Stated task
Give back, unchanged, everything from the line containing "Could you point out the finger in" down to the line containing "column 1090, row 666", including both of those lines.
[START OF Records supplied]
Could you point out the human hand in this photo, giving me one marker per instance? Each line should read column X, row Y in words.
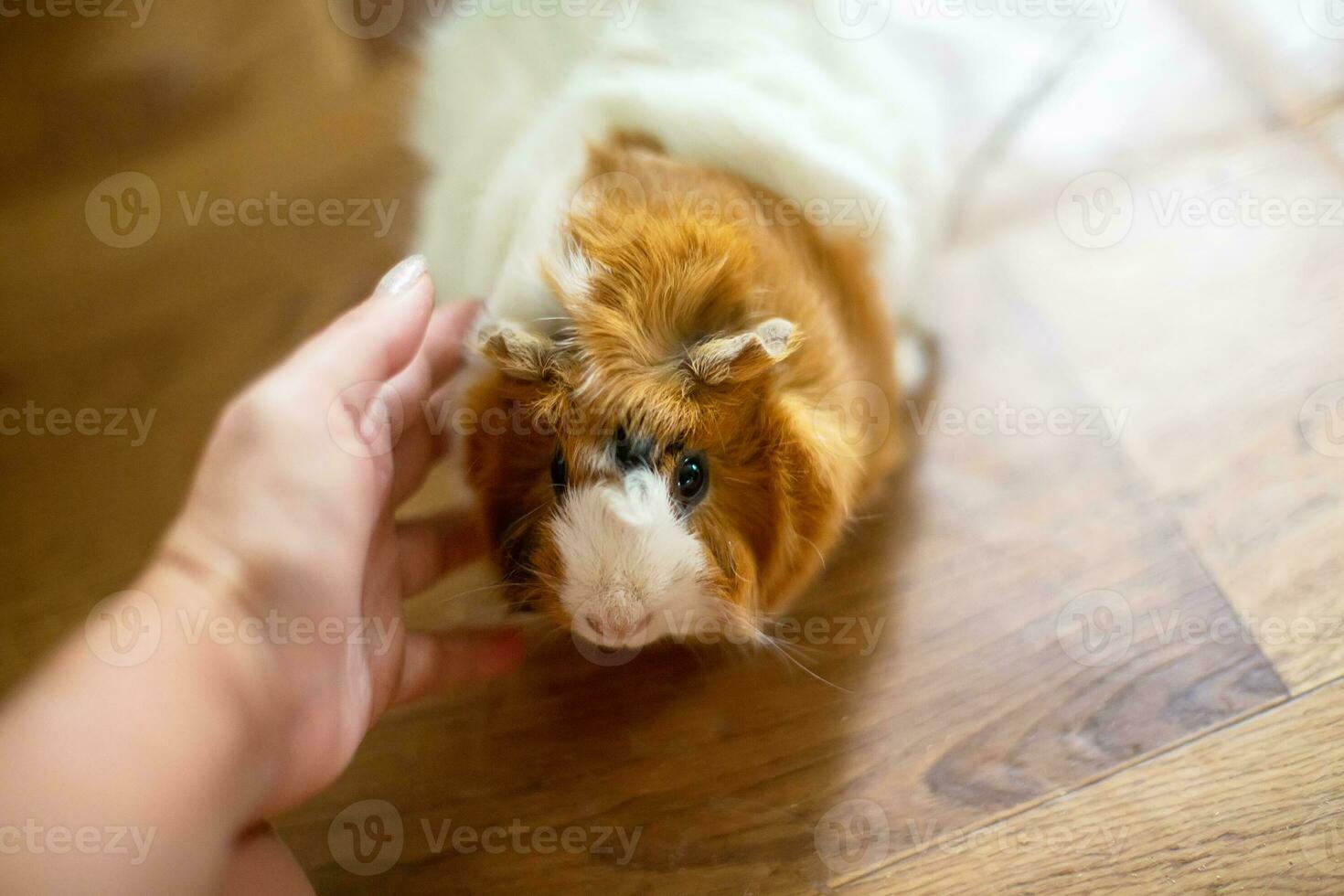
column 292, row 517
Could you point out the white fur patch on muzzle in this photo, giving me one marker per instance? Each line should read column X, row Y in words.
column 629, row 564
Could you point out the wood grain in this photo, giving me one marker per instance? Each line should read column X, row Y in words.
column 1221, row 418
column 1254, row 807
column 1023, row 630
column 966, row 706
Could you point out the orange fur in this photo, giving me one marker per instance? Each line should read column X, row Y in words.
column 660, row 341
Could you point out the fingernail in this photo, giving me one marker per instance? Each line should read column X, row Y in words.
column 403, row 277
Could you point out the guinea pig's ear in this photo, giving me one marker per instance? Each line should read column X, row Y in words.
column 517, row 352
column 743, row 357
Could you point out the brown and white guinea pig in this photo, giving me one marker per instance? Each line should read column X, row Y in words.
column 689, row 229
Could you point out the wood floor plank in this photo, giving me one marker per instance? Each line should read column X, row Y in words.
column 1003, row 627
column 977, row 695
column 1223, row 367
column 1254, row 807
column 171, row 328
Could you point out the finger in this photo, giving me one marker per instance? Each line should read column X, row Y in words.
column 440, row 352
column 262, row 864
column 432, row 547
column 441, row 660
column 378, row 337
column 414, row 391
column 411, row 460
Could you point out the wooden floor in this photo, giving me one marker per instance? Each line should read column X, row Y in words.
column 1090, row 666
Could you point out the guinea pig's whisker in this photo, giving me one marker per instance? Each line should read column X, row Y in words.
column 820, row 557
column 778, row 649
column 484, row 587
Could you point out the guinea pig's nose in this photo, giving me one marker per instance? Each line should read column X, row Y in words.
column 620, row 626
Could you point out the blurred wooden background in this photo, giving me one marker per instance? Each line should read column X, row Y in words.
column 969, row 749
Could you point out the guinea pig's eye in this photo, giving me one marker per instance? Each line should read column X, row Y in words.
column 560, row 472
column 692, row 475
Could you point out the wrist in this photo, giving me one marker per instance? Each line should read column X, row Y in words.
column 205, row 600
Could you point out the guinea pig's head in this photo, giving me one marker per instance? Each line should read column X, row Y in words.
column 637, row 463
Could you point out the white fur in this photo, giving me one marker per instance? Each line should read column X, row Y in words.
column 752, row 86
column 626, row 559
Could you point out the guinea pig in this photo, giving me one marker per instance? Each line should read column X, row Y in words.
column 688, row 382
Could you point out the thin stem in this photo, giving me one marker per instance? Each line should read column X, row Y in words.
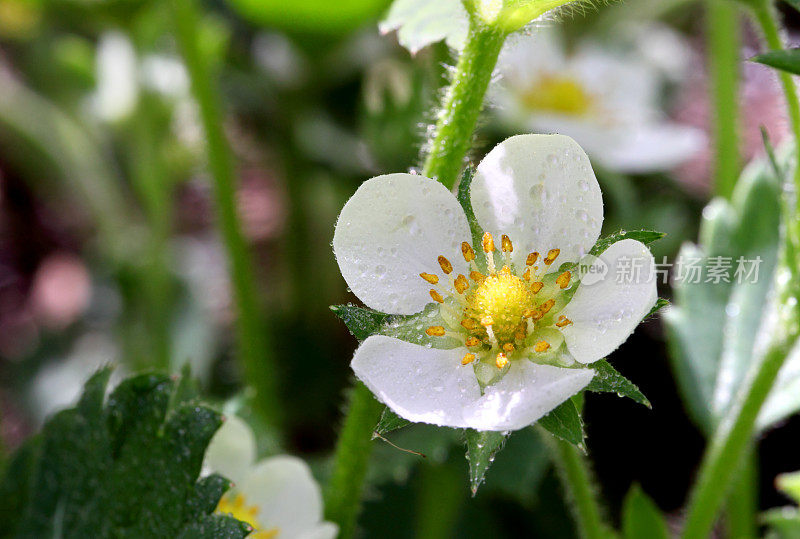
column 463, row 102
column 723, row 34
column 576, row 476
column 345, row 487
column 252, row 336
column 727, row 447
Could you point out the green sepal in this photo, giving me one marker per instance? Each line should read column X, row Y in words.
column 608, row 380
column 645, row 236
column 641, row 518
column 482, row 446
column 565, row 422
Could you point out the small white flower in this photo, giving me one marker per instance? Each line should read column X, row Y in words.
column 608, row 100
column 278, row 496
column 506, row 340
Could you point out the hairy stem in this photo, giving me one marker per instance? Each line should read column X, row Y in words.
column 251, row 331
column 462, row 105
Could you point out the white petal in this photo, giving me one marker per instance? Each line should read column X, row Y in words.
column 431, row 386
column 392, row 229
column 286, row 494
column 525, row 394
column 605, row 313
column 542, row 192
column 232, row 450
column 423, row 385
column 326, row 530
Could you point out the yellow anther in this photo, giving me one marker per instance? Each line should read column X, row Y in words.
column 488, row 242
column 469, row 323
column 468, row 252
column 476, row 276
column 501, row 361
column 541, row 346
column 563, row 321
column 431, row 278
column 505, row 242
column 445, row 264
column 552, row 254
column 461, row 284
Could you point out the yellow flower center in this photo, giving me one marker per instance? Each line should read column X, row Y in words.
column 236, row 506
column 506, row 314
column 558, row 93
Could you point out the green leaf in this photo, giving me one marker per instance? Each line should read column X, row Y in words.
column 565, row 422
column 786, row 60
column 389, row 421
column 641, row 518
column 608, row 380
column 645, row 236
column 713, row 326
column 482, row 446
column 128, row 467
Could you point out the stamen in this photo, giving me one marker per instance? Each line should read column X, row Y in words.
column 437, row 297
column 445, row 264
column 563, row 321
column 472, row 341
column 477, row 276
column 501, row 360
column 468, row 252
column 541, row 346
column 552, row 254
column 461, row 284
column 433, row 279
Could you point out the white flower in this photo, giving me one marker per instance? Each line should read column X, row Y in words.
column 278, row 496
column 608, row 100
column 508, row 344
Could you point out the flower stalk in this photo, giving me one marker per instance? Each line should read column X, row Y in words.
column 463, row 102
column 251, row 330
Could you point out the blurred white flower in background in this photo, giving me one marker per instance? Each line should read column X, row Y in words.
column 609, row 100
column 278, row 496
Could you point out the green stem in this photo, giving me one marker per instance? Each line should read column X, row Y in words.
column 463, row 102
column 576, row 476
column 345, row 487
column 723, row 33
column 252, row 336
column 726, row 449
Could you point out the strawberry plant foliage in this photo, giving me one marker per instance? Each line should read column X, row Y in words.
column 125, row 466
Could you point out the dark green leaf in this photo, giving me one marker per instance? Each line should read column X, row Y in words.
column 641, row 518
column 786, row 60
column 608, row 380
column 565, row 423
column 645, row 236
column 482, row 446
column 126, row 468
column 389, row 421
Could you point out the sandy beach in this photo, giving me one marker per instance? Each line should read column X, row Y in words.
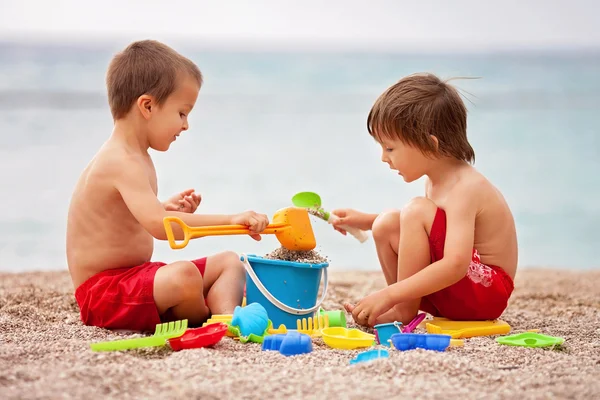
column 44, row 352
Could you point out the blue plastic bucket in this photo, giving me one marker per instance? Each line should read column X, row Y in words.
column 287, row 290
column 383, row 332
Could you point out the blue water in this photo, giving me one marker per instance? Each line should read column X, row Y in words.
column 268, row 125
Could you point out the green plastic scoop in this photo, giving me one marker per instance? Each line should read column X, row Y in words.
column 530, row 339
column 163, row 332
column 312, row 202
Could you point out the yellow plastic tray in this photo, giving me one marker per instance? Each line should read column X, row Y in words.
column 466, row 329
column 347, row 339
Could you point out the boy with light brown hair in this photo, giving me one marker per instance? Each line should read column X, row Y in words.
column 114, row 214
column 453, row 252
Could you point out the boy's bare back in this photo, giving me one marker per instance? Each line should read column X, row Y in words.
column 495, row 235
column 101, row 231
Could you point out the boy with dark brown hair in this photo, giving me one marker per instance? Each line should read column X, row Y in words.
column 114, row 215
column 453, row 252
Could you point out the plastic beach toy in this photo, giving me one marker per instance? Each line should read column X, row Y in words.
column 337, row 318
column 410, row 341
column 290, row 225
column 162, row 333
column 467, row 329
column 414, row 323
column 312, row 202
column 370, row 355
column 205, row 336
column 224, row 318
column 383, row 332
column 347, row 339
column 290, row 344
column 530, row 339
column 250, row 323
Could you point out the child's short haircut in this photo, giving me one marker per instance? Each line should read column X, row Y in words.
column 145, row 67
column 418, row 106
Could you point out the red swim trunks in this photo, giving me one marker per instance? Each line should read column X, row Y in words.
column 123, row 298
column 481, row 295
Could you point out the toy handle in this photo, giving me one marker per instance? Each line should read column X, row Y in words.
column 216, row 230
column 359, row 234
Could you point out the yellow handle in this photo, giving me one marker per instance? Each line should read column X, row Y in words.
column 201, row 231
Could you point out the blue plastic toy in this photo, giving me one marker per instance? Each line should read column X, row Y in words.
column 383, row 332
column 273, row 342
column 250, row 323
column 409, row 341
column 370, row 356
column 289, row 344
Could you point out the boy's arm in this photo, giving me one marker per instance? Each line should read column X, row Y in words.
column 134, row 186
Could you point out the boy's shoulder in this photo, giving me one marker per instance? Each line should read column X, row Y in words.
column 471, row 188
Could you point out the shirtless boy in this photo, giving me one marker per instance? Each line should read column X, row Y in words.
column 453, row 252
column 114, row 214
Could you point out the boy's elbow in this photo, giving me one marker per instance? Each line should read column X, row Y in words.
column 459, row 264
column 156, row 228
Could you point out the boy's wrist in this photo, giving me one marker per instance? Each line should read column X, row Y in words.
column 367, row 221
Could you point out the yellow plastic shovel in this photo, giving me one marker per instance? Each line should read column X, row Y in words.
column 291, row 225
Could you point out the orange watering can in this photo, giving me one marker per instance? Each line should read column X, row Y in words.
column 290, row 225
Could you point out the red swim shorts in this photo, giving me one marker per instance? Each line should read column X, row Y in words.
column 123, row 298
column 481, row 295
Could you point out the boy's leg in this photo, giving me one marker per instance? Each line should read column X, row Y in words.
column 386, row 234
column 224, row 280
column 414, row 251
column 179, row 289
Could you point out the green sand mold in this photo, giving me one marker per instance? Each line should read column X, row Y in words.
column 530, row 339
column 252, row 337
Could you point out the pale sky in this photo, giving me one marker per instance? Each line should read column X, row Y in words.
column 434, row 24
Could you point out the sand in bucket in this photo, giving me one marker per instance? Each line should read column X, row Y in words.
column 286, row 283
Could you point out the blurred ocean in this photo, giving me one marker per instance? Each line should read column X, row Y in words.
column 268, row 125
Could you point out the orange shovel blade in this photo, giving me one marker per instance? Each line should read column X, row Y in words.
column 290, row 225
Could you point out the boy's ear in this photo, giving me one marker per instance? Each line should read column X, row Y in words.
column 436, row 142
column 145, row 104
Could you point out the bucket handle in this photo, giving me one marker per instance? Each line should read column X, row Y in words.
column 273, row 300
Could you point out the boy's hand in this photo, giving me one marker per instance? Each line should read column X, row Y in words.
column 186, row 201
column 256, row 222
column 366, row 311
column 350, row 217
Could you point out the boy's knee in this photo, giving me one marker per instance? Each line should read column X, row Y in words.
column 186, row 279
column 386, row 223
column 231, row 263
column 419, row 209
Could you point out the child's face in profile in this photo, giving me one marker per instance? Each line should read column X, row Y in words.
column 171, row 118
column 409, row 161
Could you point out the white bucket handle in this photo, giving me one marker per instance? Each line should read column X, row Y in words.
column 272, row 298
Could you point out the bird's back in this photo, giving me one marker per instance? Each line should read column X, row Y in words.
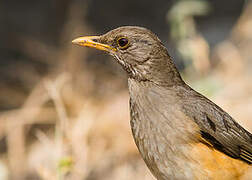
column 170, row 136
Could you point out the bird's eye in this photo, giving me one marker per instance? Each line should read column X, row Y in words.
column 123, row 43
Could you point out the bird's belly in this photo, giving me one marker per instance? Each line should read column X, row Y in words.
column 184, row 160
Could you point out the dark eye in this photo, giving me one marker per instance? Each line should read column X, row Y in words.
column 123, row 42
[END OF Records supplied]
Answer
Could you point out the finger in this photo, giving me one marker per instance? Each line should read column X, row Y in words.
column 440, row 352
column 262, row 864
column 432, row 547
column 441, row 660
column 378, row 337
column 414, row 391
column 411, row 460
Could you point out the wooden floor in this photo, giving me one marker per instance? Each line should read column X, row Y in words.
column 1090, row 666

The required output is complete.